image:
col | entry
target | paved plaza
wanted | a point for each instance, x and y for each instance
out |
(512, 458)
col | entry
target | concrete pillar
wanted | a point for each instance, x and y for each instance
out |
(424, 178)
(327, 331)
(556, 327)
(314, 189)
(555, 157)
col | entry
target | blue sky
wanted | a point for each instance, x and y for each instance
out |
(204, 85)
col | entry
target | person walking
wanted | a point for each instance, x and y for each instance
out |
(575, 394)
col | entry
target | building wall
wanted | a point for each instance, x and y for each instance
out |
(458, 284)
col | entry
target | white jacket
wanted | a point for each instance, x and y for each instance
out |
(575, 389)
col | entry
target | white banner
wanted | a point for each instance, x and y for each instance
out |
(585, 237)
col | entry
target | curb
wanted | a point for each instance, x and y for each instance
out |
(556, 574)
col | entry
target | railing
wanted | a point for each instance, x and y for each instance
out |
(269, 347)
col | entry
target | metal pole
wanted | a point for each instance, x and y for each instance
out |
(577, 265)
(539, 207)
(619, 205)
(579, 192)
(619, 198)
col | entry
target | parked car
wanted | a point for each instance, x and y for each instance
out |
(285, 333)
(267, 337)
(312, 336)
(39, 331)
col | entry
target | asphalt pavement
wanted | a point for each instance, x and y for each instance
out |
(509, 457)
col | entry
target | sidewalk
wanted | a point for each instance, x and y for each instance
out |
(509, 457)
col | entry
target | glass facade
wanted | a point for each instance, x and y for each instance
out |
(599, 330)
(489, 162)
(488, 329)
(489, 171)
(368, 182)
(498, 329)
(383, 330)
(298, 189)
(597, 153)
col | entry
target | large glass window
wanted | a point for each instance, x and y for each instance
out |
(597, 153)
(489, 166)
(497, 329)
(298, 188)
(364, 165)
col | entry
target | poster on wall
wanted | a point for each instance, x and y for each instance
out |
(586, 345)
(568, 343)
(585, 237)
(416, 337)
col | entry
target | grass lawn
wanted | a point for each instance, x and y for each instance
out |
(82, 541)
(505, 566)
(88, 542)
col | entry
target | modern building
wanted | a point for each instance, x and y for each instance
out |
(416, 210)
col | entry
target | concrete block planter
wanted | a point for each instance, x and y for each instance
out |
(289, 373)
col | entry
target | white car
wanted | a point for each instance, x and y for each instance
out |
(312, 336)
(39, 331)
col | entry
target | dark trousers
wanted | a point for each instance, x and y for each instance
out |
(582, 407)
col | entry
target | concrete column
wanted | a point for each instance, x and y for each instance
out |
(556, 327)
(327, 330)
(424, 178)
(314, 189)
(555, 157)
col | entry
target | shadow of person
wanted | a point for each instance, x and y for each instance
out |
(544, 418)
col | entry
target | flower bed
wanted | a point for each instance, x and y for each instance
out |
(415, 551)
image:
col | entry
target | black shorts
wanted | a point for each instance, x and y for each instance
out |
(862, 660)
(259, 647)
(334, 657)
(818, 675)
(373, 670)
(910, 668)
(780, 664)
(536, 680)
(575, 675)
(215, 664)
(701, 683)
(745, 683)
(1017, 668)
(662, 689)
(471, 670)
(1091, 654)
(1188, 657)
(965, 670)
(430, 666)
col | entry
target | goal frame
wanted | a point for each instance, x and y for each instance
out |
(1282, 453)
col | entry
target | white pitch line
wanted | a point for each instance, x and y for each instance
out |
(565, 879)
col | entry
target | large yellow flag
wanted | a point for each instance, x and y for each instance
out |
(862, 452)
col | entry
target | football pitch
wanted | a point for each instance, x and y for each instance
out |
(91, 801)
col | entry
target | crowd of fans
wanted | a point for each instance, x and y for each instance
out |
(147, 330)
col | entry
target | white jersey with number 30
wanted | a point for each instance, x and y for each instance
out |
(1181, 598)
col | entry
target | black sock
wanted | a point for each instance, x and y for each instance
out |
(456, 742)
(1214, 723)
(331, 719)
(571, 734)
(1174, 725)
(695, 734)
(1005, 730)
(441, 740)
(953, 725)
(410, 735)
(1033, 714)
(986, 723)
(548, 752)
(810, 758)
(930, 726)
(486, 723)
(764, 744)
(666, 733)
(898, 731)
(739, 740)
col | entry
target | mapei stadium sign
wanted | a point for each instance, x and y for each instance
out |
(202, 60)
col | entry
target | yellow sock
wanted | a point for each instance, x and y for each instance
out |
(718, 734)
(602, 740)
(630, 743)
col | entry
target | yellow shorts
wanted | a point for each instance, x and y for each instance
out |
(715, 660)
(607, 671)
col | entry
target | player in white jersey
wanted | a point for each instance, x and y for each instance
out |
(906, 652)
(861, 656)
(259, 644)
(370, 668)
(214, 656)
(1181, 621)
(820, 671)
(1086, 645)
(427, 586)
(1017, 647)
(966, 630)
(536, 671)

#####

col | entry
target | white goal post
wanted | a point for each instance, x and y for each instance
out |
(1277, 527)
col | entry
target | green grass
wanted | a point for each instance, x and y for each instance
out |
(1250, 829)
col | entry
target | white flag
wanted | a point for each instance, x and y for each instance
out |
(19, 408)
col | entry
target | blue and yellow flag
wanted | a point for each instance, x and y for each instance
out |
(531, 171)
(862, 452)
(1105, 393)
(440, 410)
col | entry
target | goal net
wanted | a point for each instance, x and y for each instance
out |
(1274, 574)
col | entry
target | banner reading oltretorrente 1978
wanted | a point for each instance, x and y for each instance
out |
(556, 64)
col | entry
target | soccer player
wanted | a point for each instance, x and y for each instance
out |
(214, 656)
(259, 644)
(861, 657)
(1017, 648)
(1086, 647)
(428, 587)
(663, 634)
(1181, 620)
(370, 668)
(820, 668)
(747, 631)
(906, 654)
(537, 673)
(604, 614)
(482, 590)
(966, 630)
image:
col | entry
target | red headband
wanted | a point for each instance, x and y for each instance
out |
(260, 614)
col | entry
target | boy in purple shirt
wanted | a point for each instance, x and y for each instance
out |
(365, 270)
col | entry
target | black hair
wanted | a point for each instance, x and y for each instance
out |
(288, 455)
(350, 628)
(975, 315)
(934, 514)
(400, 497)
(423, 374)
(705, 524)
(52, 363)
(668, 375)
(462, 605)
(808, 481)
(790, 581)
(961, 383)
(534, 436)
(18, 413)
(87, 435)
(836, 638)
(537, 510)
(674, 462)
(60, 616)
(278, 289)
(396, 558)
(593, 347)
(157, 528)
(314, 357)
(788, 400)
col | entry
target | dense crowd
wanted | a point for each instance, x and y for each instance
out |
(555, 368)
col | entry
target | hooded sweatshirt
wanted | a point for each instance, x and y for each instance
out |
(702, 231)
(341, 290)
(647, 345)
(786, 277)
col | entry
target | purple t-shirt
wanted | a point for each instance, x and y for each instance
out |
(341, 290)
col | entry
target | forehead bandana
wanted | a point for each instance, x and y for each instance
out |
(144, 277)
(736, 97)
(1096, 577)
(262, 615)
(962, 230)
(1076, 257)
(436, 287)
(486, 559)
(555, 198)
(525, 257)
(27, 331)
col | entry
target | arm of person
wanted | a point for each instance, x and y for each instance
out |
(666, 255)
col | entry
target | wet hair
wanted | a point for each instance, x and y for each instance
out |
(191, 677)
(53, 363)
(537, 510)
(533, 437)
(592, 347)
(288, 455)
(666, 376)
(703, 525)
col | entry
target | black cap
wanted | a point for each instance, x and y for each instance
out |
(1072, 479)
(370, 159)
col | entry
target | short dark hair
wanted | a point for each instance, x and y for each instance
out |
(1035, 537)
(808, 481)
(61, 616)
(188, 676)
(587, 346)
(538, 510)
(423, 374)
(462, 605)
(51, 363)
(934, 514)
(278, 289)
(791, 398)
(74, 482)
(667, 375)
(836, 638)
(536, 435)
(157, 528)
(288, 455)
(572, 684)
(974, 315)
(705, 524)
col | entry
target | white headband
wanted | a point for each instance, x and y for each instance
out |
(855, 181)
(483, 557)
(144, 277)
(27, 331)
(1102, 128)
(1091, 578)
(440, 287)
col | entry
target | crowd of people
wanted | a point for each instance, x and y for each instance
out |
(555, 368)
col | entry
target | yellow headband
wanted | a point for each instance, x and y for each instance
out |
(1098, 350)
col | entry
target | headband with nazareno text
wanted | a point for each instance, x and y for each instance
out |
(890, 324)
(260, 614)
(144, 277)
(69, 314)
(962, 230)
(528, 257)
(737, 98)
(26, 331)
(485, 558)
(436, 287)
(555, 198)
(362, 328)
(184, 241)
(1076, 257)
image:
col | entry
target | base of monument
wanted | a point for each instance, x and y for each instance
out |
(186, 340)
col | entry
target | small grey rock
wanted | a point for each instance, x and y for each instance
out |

#####

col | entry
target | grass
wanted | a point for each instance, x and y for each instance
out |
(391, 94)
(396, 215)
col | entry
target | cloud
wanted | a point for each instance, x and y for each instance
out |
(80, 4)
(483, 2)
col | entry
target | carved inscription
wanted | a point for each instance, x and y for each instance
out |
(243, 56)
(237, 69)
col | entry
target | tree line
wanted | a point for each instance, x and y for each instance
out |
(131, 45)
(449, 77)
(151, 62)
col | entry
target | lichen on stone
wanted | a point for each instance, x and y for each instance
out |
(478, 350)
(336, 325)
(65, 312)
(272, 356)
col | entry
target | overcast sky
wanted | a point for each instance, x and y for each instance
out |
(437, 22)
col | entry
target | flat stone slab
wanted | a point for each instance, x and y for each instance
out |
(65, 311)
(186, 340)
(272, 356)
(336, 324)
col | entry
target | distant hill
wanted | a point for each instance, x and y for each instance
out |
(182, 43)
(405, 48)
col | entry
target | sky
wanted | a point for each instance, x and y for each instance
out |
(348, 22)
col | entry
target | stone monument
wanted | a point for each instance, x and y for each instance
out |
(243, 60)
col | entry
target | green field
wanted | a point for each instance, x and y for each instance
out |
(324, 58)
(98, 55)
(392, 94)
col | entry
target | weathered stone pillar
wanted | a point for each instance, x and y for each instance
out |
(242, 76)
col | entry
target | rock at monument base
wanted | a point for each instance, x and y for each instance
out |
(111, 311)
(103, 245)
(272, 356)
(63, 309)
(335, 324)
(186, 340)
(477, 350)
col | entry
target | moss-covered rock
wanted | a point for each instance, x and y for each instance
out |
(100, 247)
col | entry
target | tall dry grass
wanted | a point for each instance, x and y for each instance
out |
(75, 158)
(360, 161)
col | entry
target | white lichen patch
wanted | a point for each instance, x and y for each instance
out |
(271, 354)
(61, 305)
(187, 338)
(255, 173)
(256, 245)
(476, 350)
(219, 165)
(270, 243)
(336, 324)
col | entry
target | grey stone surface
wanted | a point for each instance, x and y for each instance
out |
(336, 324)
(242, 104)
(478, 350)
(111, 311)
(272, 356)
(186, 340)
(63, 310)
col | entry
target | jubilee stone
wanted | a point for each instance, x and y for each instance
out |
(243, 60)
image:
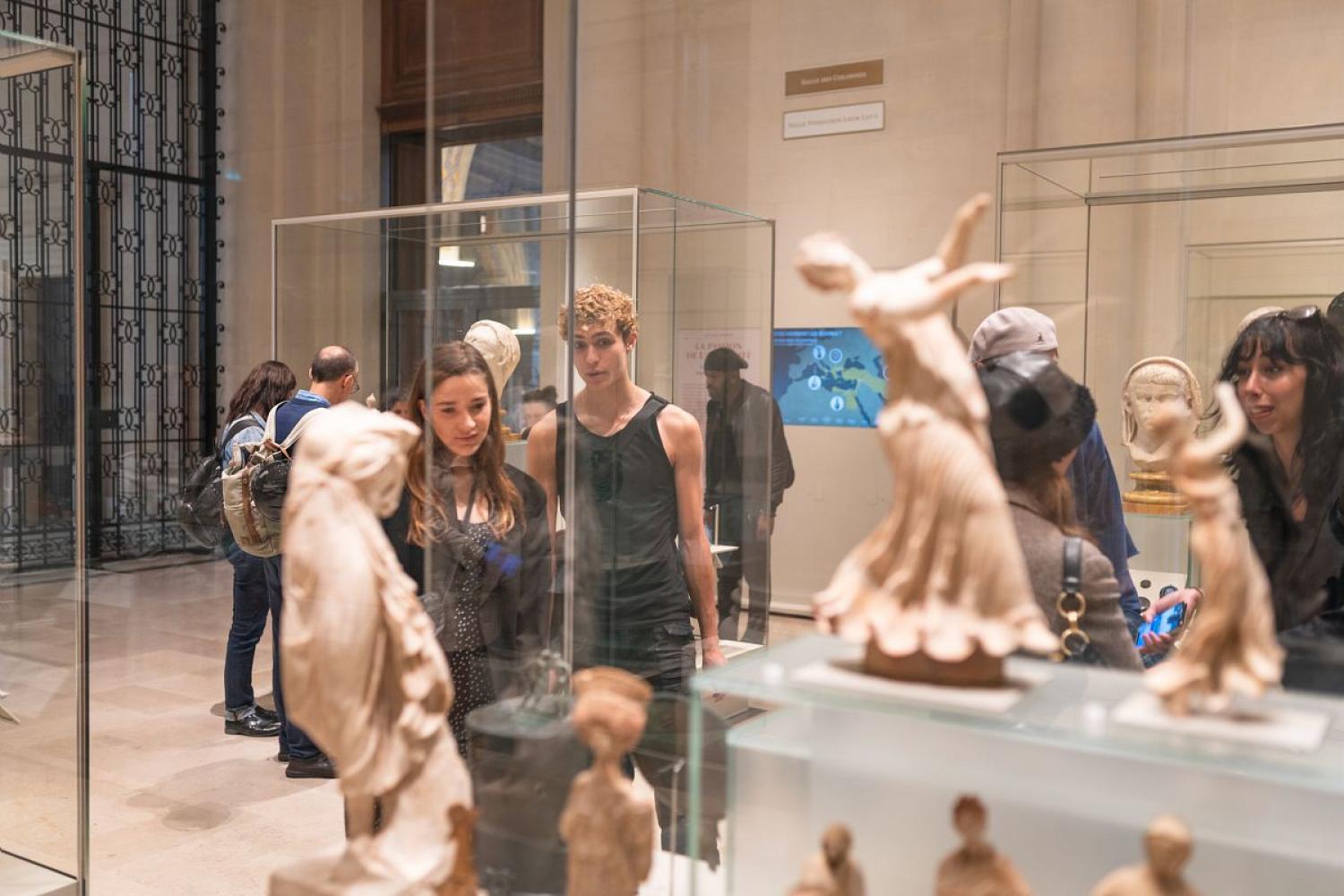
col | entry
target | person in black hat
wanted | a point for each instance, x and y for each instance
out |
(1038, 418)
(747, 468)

#####

Required task - Collect every line of the data above that contains the word "white" and copy each one unchanged.

Written response -
target | white jacket
target | white banner
target | white car
target | white pitch line
target | white jersey with number 30
target | player in white jersey
target | white goal post
target | white flag
target | white headband
target | white lichen patch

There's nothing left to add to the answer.